**Dataset extract**
+++++

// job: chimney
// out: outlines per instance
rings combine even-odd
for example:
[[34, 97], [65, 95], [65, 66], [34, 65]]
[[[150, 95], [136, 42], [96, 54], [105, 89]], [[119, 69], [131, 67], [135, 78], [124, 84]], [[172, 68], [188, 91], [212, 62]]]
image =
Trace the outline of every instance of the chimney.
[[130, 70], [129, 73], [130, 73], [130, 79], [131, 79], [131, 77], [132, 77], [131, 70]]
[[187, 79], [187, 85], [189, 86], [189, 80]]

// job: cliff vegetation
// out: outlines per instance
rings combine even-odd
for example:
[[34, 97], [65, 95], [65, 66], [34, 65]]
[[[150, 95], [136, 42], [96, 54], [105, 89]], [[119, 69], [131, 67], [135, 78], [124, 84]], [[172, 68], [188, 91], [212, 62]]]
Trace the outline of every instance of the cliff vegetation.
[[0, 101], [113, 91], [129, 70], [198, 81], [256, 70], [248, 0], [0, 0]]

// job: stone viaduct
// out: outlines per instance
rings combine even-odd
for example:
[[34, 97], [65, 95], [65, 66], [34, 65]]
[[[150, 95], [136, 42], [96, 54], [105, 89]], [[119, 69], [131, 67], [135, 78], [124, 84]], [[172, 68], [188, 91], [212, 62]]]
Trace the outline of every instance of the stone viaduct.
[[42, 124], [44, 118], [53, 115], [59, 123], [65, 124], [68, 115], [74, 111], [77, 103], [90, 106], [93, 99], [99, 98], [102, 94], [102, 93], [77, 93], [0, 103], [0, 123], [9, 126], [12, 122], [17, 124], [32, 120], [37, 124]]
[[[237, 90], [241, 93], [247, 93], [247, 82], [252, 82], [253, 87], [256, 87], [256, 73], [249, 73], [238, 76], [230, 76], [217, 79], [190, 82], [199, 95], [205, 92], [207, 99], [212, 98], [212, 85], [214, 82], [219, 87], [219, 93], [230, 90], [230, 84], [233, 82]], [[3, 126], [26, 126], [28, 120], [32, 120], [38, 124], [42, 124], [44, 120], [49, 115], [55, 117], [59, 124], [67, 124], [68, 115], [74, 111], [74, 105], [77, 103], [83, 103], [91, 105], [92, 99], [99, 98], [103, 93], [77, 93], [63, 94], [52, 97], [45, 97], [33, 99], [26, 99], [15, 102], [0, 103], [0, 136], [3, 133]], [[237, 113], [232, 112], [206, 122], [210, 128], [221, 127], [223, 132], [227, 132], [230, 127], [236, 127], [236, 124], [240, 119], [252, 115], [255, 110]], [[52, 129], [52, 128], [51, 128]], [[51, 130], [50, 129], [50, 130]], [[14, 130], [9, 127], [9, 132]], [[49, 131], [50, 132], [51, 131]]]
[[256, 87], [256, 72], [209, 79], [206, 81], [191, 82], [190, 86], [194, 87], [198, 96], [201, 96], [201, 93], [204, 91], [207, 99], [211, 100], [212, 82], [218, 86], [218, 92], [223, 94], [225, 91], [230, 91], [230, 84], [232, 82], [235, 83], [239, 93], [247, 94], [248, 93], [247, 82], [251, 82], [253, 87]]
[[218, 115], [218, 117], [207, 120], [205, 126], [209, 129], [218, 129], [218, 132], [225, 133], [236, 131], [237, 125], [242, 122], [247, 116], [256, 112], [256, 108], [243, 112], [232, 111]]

+++++

**Stated problem**
In the records from the start through the line containing "[248, 0], [0, 0]]", rename "instance" to "occurrence". Return only those lines, with nothing else changed.

**Task output**
// job: chimney
// out: outlines per occurrence
rings combine even-odd
for example:
[[34, 97], [65, 95], [65, 66], [34, 65]]
[[[150, 95], [136, 42], [96, 54], [105, 89]], [[119, 69], [131, 67], [135, 78], [124, 84]], [[172, 68], [188, 91], [212, 62]]]
image =
Trace the outline of every occurrence of the chimney.
[[130, 70], [129, 73], [130, 73], [130, 79], [131, 79], [131, 77], [132, 77], [131, 70]]
[[187, 79], [187, 85], [189, 86], [189, 80]]

// job: cliff vegetation
// out: outlines per occurrence
rings combine even-odd
for example:
[[34, 97], [65, 95], [65, 66], [34, 65]]
[[[150, 95], [136, 42], [96, 54], [105, 89]], [[119, 69], [131, 67], [135, 78], [124, 84]], [[172, 68], [188, 91], [212, 62]]]
Trace the outline of every occurrence of the cliff vegetation.
[[0, 101], [113, 91], [129, 70], [198, 81], [256, 70], [248, 0], [0, 0]]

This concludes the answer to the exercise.